— Selected passage —

33) Such religious concepts of baptism must have a psychological basis in addition to the inspirational moment it offers the enthusiastic Christian. "Why is baptism, especially total-immersion baptism, widely considered a symbolic rebirth? Is holy water a metaphor for amniotic fluid? Is not the entire concept of baptism and the 'born again' experience an explicit acknowledgment of the connection between birth and mystical religiosity?

"If we study some of the thousands of religions on the planet Earth, we are impressed by their diversity. At least some of them seem stupefying harebrained. In doctrinal details, mutual agreement is rare. But many great and good men and women have stated that behind the apparent divergence's is a fundamental and important unity; beneath the doctrinal idiocies is a basic and essential truth... On the other hand, there are the stern skeptics, who find the whole business a farrago of weak-minded nonsense... If religions are fundamentally silly, why is it that so many people believe in them?" (Carl Sagan, Broca's Brain, 1974)

34) "Indeed there is what is called the science of breath, or pranayama, the object of which is to control thoughts through the respiratory system and in this way to effect, among other things, the cure of disease by mental means... A thought that is being entertained is and emits a sound in the life world. The life world, as well as the form world, passes in and through the parts of the body somewhat as the systems do... Elementals build the sound into an invisible form... The thought provides the form and desire fills out and animates it... feeling-and-desire swing with the breath in and out of the heart and the blood... There is an increased flow of blood to any part of the body in which a thought dwells... When the thought is proper the balance of constructive and destructive actions of the blood is not disturbed and the sediments of the thought are built into the normal tissues of the body...

— Data records —

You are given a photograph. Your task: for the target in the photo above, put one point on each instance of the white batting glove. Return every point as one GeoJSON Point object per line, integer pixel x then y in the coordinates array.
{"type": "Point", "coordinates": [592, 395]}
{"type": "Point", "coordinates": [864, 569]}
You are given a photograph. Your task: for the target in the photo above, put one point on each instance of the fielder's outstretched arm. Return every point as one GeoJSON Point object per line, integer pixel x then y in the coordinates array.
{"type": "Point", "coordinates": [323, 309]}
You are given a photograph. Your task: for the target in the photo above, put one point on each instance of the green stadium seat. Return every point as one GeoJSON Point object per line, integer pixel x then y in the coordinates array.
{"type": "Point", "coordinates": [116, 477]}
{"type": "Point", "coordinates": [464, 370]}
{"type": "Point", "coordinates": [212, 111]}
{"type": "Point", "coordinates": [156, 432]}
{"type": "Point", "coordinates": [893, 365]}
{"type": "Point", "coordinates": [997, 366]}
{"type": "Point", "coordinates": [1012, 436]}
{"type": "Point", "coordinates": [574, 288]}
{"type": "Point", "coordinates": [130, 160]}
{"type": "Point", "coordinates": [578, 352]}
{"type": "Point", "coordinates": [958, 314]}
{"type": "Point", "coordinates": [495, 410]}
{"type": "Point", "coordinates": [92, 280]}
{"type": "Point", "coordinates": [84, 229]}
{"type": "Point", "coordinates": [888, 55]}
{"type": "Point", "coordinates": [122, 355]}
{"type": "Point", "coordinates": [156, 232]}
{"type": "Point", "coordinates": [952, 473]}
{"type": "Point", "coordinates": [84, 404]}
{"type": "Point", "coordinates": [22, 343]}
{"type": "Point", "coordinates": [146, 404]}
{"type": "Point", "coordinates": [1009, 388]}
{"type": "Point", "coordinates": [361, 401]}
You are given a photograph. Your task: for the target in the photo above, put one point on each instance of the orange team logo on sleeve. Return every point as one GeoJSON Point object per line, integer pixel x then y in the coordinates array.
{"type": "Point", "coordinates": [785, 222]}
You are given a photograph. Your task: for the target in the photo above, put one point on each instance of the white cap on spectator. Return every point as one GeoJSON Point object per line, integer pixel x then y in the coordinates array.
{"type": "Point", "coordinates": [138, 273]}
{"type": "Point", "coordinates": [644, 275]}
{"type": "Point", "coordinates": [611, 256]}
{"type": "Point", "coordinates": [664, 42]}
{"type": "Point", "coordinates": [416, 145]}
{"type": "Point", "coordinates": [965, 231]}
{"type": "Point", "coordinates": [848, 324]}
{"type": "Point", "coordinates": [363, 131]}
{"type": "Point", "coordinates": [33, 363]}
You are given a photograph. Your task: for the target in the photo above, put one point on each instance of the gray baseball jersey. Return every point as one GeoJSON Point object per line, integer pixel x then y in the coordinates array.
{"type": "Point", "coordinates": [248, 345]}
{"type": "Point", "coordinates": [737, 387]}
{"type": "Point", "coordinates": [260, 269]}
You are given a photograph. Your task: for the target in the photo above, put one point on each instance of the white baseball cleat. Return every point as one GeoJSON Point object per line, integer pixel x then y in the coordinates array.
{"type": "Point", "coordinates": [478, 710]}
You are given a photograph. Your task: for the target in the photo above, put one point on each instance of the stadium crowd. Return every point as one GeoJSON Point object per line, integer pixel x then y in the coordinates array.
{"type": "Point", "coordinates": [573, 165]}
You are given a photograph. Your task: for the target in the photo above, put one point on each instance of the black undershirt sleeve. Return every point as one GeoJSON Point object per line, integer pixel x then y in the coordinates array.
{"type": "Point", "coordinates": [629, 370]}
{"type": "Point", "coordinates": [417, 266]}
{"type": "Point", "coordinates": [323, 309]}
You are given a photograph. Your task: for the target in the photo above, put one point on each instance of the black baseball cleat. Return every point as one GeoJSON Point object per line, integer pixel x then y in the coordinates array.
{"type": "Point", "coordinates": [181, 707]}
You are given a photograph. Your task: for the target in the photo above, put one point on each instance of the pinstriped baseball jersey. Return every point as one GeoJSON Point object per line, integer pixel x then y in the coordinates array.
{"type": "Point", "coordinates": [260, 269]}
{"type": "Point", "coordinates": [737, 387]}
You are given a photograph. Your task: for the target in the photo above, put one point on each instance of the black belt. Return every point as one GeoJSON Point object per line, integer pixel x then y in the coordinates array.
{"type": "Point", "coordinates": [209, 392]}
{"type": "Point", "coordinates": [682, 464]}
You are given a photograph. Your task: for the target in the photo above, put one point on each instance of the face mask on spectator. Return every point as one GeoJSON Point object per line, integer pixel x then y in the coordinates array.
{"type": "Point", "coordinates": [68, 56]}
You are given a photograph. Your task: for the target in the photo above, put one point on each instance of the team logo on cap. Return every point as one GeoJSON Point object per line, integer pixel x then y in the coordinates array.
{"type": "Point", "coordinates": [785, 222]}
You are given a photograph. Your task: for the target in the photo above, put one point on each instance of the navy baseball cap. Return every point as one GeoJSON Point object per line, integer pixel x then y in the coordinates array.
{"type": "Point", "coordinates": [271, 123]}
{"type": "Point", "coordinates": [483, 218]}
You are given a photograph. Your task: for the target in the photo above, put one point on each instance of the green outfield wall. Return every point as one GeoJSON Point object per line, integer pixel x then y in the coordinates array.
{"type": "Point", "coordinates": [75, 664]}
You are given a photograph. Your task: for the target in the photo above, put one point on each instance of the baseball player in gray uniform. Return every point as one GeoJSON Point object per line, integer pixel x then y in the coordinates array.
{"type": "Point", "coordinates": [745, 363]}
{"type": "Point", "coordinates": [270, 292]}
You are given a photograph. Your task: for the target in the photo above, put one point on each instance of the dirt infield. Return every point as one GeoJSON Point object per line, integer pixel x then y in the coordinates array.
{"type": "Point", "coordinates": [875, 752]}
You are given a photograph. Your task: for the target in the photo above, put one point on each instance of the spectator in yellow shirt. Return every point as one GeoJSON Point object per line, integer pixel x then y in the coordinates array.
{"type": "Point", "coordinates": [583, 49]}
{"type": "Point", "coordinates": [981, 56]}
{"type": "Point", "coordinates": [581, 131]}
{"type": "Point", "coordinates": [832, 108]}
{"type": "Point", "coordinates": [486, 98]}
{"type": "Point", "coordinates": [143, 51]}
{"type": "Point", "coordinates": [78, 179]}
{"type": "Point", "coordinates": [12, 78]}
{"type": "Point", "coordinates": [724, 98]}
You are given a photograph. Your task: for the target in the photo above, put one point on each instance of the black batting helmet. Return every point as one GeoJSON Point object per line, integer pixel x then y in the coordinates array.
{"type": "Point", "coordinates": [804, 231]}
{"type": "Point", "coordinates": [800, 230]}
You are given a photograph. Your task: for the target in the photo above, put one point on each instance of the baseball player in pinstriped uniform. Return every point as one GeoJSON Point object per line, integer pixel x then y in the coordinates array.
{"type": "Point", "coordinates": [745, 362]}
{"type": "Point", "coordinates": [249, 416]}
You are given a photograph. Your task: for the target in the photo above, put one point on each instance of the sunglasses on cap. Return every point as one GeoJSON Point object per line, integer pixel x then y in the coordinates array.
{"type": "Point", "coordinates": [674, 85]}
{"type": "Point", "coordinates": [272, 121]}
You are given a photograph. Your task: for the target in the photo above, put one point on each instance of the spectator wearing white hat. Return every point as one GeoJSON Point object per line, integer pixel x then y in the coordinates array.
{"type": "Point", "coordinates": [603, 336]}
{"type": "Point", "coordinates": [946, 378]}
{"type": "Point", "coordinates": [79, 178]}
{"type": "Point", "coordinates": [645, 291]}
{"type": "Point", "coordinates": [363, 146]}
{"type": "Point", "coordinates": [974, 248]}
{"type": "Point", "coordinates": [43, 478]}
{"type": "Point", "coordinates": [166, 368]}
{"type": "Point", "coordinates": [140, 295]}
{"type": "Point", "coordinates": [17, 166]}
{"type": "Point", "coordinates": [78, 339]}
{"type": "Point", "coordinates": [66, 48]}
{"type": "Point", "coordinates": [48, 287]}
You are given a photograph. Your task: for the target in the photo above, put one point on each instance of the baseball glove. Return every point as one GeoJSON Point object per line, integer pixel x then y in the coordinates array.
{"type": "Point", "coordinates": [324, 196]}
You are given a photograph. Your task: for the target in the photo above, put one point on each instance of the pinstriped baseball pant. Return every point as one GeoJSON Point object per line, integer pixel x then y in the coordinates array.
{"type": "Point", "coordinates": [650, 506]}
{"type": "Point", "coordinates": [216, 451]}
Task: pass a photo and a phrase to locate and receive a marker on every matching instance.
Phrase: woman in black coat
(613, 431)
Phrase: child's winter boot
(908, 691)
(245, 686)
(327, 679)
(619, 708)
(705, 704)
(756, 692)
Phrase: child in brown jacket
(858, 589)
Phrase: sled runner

— Study questions —
A. For the numbered passage on religion and breath, decide whether each statement agrees with it. Answer yes or no for each, and quote the words that decide it.
(i) It says mutual agreement among religions is rare in doctrinal details.
(ii) It says blood flow decreases in any part of the body where a thought dwells.
(iii) It gives pranayama as another name for the science of breath.
B. Set down, without any change, the part of the numbered passage that begins at the words "33) Such religious" and ends after the words "and mystical religiosity?".

— Results in order —
A.
(i) Yes: "In doctrinal details, mutual agreement is rare."
(ii) No: "There is an increased flow of blood to any part of the body in which a thought dwells"
(iii) Yes: "there is what is called the science of breath, or pranayama"

B.
33) Such religious concepts of baptism must have a psychological basis in addition to the inspirational moment it offers the enthusiastic Christian. "Why is baptism, especially total-immersion baptism, widely considered a symbolic rebirth? Is holy water a metaphor for amniotic fluid? Is not the entire concept of baptism and the 'born again' experience an explicit acknowledgment of the connection between birth and mystical religiosity?